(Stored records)
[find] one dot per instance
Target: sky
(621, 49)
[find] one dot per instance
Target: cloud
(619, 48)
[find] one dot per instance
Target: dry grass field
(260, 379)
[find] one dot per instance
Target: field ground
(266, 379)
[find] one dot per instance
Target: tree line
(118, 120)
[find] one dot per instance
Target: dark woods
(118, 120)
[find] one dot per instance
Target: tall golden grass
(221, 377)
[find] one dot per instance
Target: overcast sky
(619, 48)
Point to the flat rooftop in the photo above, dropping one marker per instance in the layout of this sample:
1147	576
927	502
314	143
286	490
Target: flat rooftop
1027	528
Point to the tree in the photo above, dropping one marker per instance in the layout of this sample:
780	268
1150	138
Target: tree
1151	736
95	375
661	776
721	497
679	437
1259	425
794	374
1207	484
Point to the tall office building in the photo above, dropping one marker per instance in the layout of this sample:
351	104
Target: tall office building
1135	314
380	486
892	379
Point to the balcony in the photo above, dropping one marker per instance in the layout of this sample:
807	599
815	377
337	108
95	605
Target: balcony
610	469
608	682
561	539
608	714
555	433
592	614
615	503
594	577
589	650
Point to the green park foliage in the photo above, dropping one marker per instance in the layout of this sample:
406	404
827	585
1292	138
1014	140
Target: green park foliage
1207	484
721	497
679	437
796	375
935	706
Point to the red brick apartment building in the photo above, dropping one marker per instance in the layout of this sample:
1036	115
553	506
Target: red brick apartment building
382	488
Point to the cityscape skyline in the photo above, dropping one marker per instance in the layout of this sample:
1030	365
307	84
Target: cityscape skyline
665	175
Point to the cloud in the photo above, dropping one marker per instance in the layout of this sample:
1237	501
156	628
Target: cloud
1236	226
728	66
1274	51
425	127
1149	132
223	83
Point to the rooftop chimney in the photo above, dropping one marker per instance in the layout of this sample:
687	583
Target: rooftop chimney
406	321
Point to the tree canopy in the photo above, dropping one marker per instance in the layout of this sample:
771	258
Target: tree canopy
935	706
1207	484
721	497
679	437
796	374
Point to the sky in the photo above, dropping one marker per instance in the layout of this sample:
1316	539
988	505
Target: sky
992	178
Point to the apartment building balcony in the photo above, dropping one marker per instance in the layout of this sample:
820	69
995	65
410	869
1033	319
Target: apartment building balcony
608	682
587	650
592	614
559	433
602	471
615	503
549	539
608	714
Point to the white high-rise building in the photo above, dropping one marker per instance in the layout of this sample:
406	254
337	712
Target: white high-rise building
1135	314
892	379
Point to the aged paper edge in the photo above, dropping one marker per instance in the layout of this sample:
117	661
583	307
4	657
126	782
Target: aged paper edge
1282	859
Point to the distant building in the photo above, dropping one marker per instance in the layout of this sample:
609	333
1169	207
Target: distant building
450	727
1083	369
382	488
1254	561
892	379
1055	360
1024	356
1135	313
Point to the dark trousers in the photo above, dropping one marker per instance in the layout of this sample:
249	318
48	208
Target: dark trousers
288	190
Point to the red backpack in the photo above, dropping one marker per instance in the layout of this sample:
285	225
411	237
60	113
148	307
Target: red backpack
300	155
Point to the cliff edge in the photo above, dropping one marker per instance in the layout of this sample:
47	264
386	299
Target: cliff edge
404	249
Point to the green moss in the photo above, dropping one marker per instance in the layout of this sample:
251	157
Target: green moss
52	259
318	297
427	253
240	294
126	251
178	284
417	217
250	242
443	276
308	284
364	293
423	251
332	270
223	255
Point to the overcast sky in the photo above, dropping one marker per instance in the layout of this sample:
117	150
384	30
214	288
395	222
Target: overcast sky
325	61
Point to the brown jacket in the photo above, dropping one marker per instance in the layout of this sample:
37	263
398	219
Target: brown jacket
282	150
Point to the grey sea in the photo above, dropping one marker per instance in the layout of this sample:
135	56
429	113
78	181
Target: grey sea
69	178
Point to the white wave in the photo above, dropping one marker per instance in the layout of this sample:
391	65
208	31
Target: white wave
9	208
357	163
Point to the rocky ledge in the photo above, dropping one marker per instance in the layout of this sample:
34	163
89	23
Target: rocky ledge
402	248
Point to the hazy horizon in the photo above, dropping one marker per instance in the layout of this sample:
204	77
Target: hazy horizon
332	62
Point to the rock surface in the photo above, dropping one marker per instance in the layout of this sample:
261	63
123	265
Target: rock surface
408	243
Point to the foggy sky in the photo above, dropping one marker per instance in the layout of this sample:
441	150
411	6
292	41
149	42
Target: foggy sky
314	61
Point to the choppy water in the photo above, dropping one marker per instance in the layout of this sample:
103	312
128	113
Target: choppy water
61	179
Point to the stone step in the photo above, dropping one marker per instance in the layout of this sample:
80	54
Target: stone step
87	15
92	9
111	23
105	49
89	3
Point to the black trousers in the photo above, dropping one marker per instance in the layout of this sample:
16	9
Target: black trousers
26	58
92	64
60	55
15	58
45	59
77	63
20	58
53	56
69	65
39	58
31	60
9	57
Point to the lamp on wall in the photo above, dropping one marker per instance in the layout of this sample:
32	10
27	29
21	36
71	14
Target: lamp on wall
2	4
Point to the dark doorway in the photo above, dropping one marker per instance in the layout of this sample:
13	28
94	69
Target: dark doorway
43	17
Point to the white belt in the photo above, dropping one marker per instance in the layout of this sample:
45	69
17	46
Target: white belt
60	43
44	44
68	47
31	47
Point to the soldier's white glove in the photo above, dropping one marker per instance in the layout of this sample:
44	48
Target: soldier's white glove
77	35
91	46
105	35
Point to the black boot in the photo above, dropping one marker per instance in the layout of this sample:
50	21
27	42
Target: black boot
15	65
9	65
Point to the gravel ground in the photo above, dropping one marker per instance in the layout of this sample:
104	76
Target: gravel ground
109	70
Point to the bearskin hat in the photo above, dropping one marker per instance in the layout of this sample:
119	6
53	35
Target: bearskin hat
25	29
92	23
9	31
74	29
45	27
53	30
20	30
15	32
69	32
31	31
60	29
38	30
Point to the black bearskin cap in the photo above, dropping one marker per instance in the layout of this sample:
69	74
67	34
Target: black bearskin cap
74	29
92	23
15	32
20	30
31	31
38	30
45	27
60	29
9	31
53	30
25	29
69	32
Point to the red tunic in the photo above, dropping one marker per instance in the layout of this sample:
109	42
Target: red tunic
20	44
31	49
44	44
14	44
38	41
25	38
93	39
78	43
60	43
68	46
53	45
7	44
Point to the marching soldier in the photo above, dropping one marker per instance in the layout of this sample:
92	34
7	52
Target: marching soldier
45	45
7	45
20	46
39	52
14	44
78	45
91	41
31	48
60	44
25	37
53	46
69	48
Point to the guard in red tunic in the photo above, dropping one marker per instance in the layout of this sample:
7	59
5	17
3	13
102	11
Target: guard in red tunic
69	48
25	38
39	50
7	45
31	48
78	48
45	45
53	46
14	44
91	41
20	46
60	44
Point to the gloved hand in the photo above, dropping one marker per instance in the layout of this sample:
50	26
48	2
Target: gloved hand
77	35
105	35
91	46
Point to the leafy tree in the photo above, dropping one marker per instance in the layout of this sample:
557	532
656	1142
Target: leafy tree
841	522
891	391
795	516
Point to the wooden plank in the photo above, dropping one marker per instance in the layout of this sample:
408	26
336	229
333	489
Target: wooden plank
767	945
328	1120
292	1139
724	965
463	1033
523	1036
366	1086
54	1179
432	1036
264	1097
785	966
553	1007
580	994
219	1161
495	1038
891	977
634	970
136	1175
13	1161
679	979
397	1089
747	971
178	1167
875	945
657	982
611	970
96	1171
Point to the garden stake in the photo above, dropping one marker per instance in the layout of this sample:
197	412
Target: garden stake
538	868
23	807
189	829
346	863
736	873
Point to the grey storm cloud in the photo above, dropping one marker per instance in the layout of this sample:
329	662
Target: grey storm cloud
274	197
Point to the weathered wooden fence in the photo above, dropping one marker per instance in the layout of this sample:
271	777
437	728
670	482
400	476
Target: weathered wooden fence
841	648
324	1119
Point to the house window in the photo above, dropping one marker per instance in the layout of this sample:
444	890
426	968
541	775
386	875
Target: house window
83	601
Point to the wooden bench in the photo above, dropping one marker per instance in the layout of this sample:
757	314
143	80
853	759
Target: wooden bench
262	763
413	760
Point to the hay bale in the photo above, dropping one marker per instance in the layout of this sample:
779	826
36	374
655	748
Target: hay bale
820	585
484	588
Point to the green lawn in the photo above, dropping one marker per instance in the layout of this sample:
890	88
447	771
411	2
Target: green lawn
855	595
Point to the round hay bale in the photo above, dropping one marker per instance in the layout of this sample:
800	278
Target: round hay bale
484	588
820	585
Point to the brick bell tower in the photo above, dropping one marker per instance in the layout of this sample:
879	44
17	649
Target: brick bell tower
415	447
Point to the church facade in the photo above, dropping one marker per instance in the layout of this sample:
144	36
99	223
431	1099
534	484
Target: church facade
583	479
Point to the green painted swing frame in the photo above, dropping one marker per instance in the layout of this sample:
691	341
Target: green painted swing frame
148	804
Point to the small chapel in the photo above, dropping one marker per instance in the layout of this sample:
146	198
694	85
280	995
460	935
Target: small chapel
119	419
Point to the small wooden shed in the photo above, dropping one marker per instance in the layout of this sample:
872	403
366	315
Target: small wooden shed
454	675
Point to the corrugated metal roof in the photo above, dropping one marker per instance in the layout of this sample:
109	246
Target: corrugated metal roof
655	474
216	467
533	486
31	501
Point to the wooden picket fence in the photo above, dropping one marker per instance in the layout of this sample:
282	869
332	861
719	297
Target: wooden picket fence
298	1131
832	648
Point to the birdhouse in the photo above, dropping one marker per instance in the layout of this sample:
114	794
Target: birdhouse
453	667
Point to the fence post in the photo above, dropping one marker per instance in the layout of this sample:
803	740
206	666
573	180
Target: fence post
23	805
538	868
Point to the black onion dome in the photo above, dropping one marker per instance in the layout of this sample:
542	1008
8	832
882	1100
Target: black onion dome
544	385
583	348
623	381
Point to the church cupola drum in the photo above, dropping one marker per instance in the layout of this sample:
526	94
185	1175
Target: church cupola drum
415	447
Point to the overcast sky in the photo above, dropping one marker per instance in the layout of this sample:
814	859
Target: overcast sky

* WHAT TO WORK ON: Could you output exactly the lines from the one containing "Target: fence post" to the end of the entries above, both included, and no others?

* SOLUTION:
Target: fence post
23	805
538	868
Point to the black onion dome in the photo above, dropping one marker per instance in the layout of this sample:
542	1008
8	832
882	1100
Target: black onion dome
544	385
583	348
623	381
Point to the church cupola drum in the photo above, dropping one marker per instance in the layout of this sample:
526	94
185	1175
Target: church cupola drum
415	447
Point to the overcast sky in the photo above, dropping one marker per instance in the layout of this sample:
814	859
Target: overcast sky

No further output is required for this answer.